Content starts

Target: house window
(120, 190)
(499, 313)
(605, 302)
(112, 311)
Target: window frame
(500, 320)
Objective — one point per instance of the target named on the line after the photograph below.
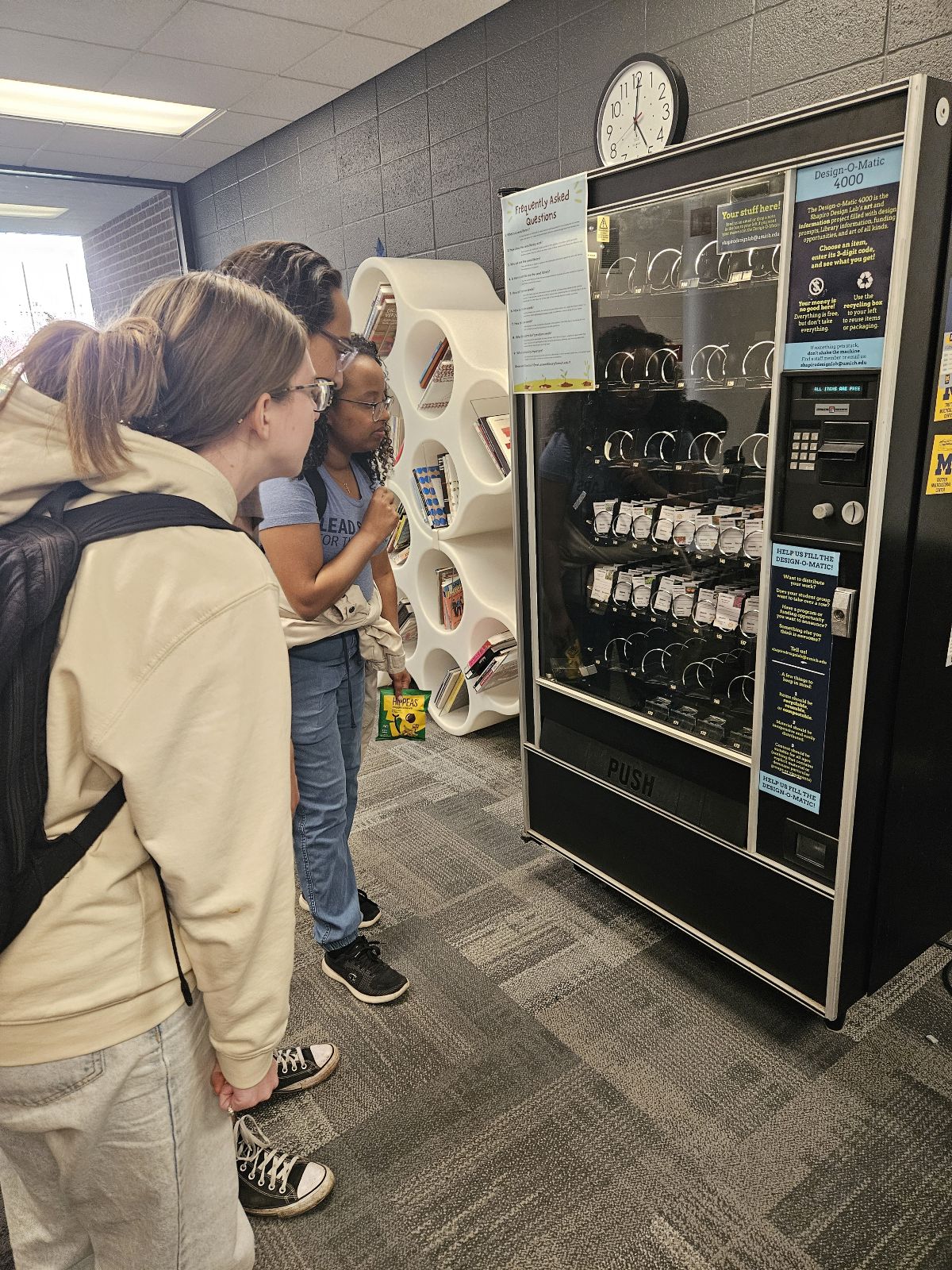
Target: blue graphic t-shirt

Content ends
Content starts

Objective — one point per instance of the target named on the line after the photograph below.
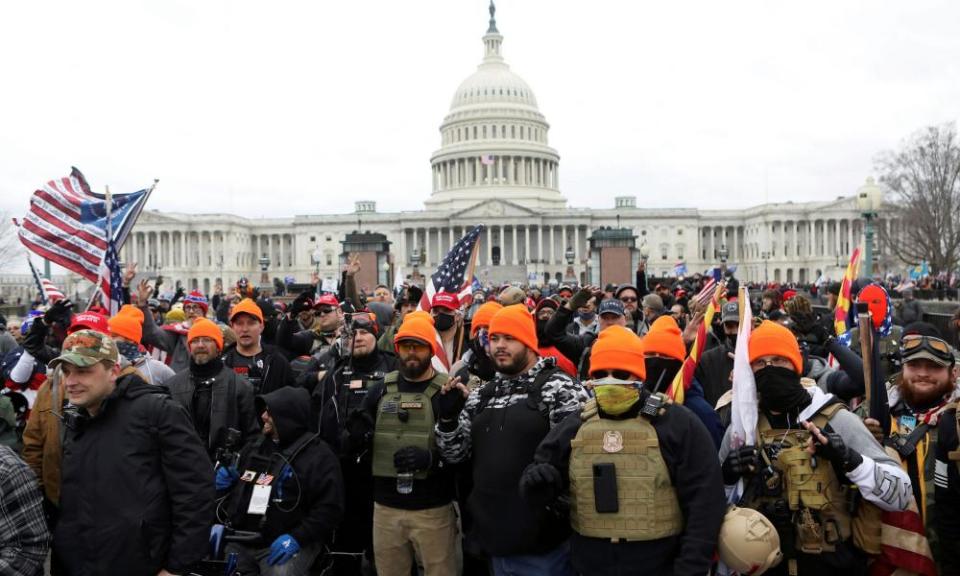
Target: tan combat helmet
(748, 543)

Content ends
Content starts

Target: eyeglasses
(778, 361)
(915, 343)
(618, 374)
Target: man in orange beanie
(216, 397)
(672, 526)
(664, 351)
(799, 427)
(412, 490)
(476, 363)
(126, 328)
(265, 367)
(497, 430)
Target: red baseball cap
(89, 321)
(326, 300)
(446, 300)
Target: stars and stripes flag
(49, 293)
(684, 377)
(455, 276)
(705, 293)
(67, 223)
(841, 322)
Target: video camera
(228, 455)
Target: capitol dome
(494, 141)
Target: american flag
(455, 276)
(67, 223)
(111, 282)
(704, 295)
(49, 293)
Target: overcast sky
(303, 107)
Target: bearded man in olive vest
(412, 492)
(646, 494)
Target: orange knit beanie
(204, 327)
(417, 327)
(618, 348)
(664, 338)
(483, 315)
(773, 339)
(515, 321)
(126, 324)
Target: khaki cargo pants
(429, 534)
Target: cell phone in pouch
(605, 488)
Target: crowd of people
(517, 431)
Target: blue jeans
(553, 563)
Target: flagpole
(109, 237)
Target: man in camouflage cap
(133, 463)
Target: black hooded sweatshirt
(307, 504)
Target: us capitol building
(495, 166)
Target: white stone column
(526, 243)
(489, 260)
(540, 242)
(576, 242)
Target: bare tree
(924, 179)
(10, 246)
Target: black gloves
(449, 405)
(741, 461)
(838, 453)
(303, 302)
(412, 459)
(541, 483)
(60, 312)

Content ends

Aim of the exercise: From the records above, copy only the lines running from the line holding "Target: house window" through the line holding "Target: blue graphic t-shirt", with no pictures.

Written solution:
Target: house window
(120, 190)
(499, 313)
(605, 302)
(112, 311)
Target: window frame
(500, 320)
Objective — one point per instance of the target named on the line after the photograph below.
Target: blue graphic t-shirt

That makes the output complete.